### Short exercise
Extract every line of the records below that contains the word "hand", copying each such line in full.

### Data to process
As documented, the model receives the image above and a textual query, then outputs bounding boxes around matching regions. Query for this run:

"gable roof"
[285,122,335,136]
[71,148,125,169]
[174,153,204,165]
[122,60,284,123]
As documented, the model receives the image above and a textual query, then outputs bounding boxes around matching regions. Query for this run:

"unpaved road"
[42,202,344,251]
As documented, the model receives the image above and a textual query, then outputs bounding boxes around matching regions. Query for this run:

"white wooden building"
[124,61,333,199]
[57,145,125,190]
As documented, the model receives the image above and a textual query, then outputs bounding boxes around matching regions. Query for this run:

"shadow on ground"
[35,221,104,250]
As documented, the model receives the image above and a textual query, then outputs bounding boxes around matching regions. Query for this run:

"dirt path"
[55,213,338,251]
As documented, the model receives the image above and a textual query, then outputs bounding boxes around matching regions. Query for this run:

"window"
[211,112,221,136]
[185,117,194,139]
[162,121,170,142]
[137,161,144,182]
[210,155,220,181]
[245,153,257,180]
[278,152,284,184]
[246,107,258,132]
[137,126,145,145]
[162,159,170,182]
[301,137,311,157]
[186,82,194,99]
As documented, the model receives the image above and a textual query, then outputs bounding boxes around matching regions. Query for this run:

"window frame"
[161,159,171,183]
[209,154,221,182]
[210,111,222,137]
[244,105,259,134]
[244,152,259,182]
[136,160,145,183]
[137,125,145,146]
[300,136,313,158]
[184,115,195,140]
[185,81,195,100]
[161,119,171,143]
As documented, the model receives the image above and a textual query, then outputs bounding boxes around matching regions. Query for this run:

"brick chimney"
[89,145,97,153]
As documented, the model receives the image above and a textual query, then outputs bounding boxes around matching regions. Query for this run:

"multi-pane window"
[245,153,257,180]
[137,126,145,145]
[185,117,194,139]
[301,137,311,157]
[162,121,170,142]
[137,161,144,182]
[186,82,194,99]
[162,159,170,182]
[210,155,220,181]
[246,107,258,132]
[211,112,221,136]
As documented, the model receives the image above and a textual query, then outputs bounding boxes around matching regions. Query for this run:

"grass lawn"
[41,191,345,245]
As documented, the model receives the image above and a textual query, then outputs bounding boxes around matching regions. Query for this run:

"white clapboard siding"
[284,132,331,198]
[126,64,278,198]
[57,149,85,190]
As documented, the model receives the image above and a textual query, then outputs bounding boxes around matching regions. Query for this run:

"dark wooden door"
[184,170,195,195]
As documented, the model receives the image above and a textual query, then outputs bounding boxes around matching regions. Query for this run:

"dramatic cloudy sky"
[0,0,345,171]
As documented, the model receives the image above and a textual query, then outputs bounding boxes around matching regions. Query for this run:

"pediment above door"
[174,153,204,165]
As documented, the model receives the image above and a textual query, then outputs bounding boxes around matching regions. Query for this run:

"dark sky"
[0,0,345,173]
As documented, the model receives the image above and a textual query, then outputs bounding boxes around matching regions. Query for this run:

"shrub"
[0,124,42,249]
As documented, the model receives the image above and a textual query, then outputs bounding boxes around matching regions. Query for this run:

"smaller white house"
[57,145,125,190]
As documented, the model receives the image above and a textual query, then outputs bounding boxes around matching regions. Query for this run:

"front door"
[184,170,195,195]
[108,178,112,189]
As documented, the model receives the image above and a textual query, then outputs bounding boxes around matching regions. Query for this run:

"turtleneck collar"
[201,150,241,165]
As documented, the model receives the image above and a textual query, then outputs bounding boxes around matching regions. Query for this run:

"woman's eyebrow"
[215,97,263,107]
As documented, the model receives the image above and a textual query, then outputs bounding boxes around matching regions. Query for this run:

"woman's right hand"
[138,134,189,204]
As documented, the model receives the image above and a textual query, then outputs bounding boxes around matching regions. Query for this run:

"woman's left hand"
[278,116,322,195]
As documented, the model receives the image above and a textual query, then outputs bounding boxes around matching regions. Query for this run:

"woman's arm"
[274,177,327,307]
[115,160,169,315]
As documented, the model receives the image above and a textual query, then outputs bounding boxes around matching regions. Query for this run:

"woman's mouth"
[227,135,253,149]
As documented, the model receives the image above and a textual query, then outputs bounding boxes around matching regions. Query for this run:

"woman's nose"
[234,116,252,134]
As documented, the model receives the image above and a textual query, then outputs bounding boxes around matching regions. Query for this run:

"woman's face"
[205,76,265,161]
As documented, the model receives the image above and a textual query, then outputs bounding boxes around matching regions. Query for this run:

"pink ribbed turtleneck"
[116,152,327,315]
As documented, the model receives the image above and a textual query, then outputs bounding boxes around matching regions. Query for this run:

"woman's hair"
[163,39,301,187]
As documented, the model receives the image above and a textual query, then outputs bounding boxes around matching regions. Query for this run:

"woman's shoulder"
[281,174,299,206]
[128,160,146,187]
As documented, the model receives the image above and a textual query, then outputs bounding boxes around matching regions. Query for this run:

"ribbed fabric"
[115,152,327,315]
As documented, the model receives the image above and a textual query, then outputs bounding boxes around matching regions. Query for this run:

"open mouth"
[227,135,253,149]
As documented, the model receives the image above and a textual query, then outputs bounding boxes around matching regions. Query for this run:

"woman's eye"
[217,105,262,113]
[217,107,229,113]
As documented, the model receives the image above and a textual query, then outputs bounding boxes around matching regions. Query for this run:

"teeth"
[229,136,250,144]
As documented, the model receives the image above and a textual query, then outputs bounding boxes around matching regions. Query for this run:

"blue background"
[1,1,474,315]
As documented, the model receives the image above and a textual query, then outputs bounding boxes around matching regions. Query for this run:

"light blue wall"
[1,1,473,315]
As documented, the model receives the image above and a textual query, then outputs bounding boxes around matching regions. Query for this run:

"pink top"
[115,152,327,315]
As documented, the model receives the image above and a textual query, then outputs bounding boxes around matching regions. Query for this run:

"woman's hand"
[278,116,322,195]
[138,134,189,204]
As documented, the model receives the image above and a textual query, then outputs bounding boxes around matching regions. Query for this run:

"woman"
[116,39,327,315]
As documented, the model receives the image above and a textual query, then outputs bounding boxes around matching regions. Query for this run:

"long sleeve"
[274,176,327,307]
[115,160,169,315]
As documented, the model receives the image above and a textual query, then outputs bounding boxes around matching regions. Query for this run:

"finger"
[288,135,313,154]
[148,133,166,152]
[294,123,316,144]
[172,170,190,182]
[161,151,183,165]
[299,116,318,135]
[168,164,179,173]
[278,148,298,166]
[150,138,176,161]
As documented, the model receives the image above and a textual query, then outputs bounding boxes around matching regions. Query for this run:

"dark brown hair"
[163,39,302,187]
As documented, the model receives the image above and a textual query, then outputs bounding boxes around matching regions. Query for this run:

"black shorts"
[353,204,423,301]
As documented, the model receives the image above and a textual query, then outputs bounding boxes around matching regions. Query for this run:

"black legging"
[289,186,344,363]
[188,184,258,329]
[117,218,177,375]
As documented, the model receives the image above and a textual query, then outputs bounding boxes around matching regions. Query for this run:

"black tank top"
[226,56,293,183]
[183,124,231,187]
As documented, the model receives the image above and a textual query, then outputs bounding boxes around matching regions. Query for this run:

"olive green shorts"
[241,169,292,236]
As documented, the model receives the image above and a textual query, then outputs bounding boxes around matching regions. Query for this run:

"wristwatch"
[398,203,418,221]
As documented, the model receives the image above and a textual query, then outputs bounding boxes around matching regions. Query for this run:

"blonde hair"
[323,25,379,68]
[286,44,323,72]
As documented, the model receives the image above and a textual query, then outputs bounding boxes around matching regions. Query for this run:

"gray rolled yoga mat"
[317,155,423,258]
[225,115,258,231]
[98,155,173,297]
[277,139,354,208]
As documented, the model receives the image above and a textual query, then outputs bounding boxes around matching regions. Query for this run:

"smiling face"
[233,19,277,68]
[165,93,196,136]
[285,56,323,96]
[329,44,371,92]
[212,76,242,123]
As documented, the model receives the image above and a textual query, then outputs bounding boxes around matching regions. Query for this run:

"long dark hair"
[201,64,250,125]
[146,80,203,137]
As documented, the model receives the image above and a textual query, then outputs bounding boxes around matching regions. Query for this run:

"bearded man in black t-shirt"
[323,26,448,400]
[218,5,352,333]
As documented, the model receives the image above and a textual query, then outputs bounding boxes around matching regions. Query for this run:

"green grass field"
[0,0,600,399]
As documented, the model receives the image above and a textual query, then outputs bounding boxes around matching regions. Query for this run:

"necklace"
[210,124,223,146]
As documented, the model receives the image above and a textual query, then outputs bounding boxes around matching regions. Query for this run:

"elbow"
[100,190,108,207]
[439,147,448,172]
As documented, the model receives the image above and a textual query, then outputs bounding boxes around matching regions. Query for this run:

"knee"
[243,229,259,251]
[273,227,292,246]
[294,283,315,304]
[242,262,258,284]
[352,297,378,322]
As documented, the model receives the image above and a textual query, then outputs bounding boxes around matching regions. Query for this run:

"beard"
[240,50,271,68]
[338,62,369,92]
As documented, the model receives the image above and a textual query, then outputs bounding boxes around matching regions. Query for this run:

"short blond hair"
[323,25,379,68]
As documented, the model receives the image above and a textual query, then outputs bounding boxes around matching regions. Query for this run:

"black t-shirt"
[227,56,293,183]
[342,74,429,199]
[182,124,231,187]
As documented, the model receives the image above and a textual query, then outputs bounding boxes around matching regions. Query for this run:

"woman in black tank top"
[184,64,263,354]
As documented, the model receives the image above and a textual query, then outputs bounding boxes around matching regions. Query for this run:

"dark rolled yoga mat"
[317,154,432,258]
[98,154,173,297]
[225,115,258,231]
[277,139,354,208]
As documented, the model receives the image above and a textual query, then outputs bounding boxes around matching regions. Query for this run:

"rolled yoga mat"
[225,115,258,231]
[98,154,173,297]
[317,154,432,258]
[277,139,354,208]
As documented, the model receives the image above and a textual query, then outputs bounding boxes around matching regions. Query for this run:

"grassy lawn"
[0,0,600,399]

### Exercise result
"woman's right hand"
"woman's left hand"
"woman's hand"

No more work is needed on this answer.